■ EXCERPT PROVIDED ■
═══

Using just enough flour to keep dough from sticking to work surface or to your fingers, gently and quickly shape dough into a ball. Generously coat a cotton towel (not terry cloth) with flour, wheat bran or cornmeal; put dough seam side down on towel and dust with more flour, bran or cornmeal. Cover with another cotton towel and let rise for about 2 hours. When it is ready, dough will be more than double in size and will not readily spring back when poked with a finger.

At least a half-hour before dough is ready, heat oven to 450 degrees. Put a 6- to 8-quart heavy covered pot (cast iron, enamel, Pyrex or ceramic) in oven as it heats. When dough is ready, carefully remove pot from oven. Slide your hand under towel and turn dough over into pot, seam side up; it may look like a mess, but that is O.K. Shake pan once or twice if dough is unevenly distributed; it will straighten out as it bakes. Cover with lid and bake 30 minutes, then remove lid and bake another 15 to 30 minutes, until loaf is beautifully browned. Cool on a rack.

I was a little dubious about this because the dough was very, very wet (I guess the other flours don't absorb water as easily) , but this came out of the oven looking amazing, smelling irresistable and tasting phenomenal, with a light fluffy interior made chewy and rich by the various grains and a crust that shatterered when bitten into. Who needs butter?

My other project for the day was to finish making my chestnut puree. I gently warmed the cooked chestnut and cream mixture that I prepared yesterday evening (when it was cold it was thick and claggy and would have choked my stick blender), and then used the said stick blender to puree this until it was smooth as satin. This took a fairly long while because there was about 500gr of peeled chestnuts and 1/2 cup cream. But my patience was rewarded, because there is nothing grainy or coarse about this stuff.

So what am I going to do with this? Something I haven't had in about 15 years, but can still taste... This is one of my favourite desserts of all time. I think of this in conjunction with gleaming silver and shining crystal because my mom only ever made this dessert for guests. I don't think I ever had this except as a leftover. Which is kind of a good thing because, if you like chestnuts, this is completely addictive!

My Mom's Cold Chestnut Souffle

  • 4 eggs + 2 egg yolks
  • 1/2 c sugar
  • 1 tbsp gelatine
  • 6 tbsp rum
  • 1 c sweetened chestnut puree
    (if you are using unsweetened, adjust amount of sugar)
  • 1 c heavy cream whipped until stiff

Have ready a 3/4 litre souffle dish with a standing collar made from silicone or waxed paper

Dissolve gelatine and rum over hot water, let cool while you beat the eggs, yolks and sugar until very thick and pale (at least 10 minutes)

Beat the cooled rum mixture quickly into eggs, then add the puree slowly, so as not to lose air.

Gently fold in the whipped cream, then scrape the mixture into the souffle dish (don't forget to put the collar on first!). Run a knife carefully through the mixture to get rid of any big bubbles, then chill thoroughly until set (6-8 hours)

My mom's original recipe said to serve this decorated with whipped cream rosettes and glaceed marron halves before carefully removing the collar. But I always remember this being served in a beautiful Orrefors crystal bowl with nothing more than a circle of whipped cream piped around the edges.

This is just another gratuitous picture of the chestnut puree...

═══

■ DATA ROWS ■
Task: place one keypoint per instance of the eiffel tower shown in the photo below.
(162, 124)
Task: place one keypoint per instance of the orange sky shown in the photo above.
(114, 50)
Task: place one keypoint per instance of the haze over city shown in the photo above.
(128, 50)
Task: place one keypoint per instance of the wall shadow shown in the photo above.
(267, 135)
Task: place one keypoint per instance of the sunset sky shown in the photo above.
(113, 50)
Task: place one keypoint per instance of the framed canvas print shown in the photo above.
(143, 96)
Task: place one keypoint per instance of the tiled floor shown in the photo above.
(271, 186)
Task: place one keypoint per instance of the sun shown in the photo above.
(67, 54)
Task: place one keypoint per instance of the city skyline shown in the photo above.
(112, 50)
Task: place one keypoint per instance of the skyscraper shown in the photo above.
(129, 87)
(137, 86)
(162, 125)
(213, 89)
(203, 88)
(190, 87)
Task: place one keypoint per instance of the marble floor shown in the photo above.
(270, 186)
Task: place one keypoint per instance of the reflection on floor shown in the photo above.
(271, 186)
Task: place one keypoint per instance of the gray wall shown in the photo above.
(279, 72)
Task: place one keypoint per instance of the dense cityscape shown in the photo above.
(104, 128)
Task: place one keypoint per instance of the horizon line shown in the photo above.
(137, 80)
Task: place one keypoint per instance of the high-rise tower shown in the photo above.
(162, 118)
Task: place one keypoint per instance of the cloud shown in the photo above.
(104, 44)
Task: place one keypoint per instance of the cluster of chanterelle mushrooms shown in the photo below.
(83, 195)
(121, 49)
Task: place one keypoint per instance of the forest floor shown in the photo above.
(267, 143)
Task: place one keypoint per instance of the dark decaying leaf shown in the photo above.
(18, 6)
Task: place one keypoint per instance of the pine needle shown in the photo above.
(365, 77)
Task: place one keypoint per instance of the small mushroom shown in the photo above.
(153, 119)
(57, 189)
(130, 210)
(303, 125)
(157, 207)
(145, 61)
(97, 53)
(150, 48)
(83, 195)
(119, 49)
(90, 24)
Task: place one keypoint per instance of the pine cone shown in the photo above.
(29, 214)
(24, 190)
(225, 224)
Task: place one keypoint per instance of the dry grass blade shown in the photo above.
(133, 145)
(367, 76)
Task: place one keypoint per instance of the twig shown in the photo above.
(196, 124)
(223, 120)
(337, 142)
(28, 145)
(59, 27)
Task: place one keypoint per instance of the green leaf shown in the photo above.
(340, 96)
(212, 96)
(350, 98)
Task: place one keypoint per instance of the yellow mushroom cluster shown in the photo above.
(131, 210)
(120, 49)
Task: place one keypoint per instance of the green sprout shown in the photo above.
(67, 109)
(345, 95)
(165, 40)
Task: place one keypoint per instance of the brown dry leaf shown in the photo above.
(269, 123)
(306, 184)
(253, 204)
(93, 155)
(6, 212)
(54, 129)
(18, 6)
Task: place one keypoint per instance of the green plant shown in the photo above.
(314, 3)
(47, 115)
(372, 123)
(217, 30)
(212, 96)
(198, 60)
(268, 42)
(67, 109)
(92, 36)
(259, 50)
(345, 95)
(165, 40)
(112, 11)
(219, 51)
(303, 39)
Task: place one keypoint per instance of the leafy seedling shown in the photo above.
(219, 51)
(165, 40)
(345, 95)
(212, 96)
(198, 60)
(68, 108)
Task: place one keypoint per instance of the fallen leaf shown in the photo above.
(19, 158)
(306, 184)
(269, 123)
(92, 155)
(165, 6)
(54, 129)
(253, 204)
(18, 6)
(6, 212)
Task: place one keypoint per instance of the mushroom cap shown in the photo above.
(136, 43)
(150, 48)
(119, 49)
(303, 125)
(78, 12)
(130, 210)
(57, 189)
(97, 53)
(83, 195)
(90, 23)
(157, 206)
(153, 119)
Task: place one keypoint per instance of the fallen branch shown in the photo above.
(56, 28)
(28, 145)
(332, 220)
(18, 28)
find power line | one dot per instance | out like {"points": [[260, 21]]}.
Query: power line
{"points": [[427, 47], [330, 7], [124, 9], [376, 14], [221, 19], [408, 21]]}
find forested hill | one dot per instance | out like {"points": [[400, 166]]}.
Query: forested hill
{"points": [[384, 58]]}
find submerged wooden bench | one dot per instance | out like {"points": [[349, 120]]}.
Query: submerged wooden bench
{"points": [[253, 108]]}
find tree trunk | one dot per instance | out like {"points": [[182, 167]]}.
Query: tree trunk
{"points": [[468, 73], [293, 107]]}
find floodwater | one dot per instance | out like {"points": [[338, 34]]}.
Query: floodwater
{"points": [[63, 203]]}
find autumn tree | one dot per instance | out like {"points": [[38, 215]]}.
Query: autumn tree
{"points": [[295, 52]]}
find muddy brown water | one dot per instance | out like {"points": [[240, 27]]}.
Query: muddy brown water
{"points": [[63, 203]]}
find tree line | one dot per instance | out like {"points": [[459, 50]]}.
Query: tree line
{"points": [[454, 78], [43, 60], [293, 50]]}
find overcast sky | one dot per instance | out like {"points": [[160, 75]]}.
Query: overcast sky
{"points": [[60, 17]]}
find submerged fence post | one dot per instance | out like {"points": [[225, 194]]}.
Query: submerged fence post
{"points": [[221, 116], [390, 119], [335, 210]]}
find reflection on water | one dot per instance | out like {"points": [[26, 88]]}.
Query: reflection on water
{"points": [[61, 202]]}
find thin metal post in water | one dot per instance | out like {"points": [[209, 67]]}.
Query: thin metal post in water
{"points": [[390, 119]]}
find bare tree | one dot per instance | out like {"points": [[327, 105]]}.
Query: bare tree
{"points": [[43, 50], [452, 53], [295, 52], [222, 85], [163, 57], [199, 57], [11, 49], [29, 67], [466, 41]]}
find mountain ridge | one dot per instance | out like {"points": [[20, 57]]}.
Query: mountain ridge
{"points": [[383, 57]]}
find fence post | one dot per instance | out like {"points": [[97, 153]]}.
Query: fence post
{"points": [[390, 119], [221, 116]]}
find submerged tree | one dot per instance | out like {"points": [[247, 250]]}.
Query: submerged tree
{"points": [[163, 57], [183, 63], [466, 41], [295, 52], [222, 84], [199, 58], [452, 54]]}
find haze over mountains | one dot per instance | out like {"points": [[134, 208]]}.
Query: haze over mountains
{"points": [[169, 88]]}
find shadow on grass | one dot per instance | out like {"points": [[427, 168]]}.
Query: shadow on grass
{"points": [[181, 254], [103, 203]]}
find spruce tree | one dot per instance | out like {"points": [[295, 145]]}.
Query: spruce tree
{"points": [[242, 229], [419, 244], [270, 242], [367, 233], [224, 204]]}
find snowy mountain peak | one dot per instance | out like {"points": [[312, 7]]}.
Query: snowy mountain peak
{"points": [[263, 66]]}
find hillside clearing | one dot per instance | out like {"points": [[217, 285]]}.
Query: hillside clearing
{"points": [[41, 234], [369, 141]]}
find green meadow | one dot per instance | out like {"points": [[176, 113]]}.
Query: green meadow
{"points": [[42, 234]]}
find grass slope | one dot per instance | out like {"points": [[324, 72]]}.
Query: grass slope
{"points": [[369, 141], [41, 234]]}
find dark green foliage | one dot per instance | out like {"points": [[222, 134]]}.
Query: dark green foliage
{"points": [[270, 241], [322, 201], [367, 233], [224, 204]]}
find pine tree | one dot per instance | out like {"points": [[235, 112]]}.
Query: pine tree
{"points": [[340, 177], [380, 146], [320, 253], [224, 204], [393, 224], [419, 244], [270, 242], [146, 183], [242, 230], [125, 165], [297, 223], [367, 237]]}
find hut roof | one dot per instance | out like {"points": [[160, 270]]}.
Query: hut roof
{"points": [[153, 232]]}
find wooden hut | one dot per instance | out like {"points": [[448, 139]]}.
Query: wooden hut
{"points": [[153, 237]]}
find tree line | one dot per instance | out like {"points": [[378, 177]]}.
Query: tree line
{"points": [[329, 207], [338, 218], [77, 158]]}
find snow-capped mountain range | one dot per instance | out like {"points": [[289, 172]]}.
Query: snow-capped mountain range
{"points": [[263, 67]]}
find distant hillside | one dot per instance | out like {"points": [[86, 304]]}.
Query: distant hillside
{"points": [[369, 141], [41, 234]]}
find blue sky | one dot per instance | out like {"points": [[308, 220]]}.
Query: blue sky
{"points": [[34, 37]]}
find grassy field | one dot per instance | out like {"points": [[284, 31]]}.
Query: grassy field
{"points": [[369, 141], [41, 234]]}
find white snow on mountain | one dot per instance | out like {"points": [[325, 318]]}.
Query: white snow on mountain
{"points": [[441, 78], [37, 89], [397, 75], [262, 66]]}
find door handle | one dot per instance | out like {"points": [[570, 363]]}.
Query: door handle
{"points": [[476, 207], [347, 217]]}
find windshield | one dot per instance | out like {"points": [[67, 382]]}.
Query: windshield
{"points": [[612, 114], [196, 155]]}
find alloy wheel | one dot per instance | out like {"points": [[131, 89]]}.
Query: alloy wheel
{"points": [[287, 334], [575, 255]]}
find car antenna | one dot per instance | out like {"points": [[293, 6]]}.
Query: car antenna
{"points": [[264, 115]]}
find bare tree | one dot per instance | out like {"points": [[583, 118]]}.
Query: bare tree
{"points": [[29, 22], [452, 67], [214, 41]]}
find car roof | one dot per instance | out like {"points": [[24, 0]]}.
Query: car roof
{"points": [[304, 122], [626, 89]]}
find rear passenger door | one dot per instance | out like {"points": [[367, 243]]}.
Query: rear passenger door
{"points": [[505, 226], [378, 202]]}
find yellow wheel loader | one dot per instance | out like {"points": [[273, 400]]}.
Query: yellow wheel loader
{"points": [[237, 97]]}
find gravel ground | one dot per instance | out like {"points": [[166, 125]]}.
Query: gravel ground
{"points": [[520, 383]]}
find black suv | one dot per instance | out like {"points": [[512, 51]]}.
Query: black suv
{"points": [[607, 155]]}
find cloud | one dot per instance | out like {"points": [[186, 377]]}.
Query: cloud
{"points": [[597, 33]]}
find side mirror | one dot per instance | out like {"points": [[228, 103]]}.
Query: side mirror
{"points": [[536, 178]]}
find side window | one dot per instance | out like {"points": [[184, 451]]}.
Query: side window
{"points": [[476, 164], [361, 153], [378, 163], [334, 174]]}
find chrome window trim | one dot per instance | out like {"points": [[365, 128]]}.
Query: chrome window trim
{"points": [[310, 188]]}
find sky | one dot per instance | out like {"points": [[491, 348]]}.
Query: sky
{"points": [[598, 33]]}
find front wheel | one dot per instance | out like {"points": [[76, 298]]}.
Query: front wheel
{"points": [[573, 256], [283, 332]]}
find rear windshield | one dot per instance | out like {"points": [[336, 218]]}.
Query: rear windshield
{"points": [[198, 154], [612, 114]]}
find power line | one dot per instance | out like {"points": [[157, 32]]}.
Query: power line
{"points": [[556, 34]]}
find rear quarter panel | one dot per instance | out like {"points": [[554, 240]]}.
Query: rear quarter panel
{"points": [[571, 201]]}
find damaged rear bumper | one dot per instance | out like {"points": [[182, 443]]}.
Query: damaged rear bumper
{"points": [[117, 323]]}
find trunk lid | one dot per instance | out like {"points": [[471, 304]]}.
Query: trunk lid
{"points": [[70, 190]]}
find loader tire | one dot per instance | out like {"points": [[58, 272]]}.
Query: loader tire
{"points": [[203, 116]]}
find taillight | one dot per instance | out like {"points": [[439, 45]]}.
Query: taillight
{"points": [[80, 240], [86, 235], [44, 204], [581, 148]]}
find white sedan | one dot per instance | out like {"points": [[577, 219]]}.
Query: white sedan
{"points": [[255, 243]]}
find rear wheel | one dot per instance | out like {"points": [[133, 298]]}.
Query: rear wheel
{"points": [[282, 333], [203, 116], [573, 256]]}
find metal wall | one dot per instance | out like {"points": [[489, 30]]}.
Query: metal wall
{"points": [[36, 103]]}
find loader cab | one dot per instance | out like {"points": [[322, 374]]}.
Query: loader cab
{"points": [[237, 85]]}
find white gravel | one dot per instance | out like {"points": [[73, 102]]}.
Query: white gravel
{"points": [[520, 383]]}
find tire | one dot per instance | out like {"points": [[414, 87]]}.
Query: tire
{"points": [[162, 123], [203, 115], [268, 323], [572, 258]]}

═══

■ REQUIREMENT 1 ■
Find every line in the entries above that contains the string "reflection" and copy each one.
■ REQUIREMENT 2 ■
Pick up the baking post on bread and chestnut souffle at the point where it ends, and write what comes next.

■ EXERCISE RESULT 1 ■
Task: place one keypoint per instance of the reflection on floor shown in the photo above.
find reflection on water | one dot per instance | out like {"points": [[26, 88]]}.
Query: reflection on water

■ EXERCISE RESULT 2 ■
in anticipation of the souffle.

Friday, November 17, 2006

Friday

My favourite day of the week.

Everything was so bright and cheerful at the Carmel Market, even the tomatoes seemed to be on parade today. I didn't get alot - I don't really need anything, what with my organic CSA delivery on Mondays, but it is always fun getting little extras. Todays treat was a tiny container of gorgeous, bright orange ikura - Russian style salmon roe to be eaten on a bowl of steamed rice with some shredded Nori. My version of almost heaven.

I got a few vanilla pods too. I paid 12 shekels (about US$2.75) for one, and then I found somebody else doing a 2fer, so I got a pair from him. One of them already has a destination - my creme de marrons. The others have a fate that varies from minute to minute. In other words, I don't have the faintest clue what I will do with my bounty of beans. Last of my purchases were a pair of alligator pears - Hass, my favourite.

Dinner tonight was a chicken and chestnut soup with some fresh The Bread..
Simple and satisfying.

Home Alone

Well, actually, I was stood up by a blind date...

Which wasn't such a bad thing, to be honest, the guy is only about 6 years older than me but sounded older than my grandparents. No spice, no zip. I've been previously traumatized by bad dates - honestly, who considers McDonald's coffee the zenith of bean culture???, so I am a sceptic when it comes to other people's choices for me. But it doesn't help that I am also a sceptic when it comes to my own choices... I have lousy taste in men!

But I ended up spending my time wisely - I blanched a kilo of this seasons sweet chestnuts, and then for the next 3 hours peeled them (next time I will give them 10 minutes in the boiling water, before I start to strip them down.

The peeled chestnuts went into a bath of cream and simmered away for about an hour. They are now cooling and I have a world of possibilities open to me for playing with my food this weekend.

Creme de Marrons anyone?


Wednesday, November 15, 2006

Tamago-Don

Actually, I don't know if this is the right name for dinner tonight...

But it sure was good.

When I worked in Japan Katsudon was one of my favourite meals. What was I doing eating dinner in Japan? Well, the long and the short of it was that I worked for a major American TV station that was there to broadcast the Olympic Games held in Nagano in 1998.

This sounds far more glamorous than it really was...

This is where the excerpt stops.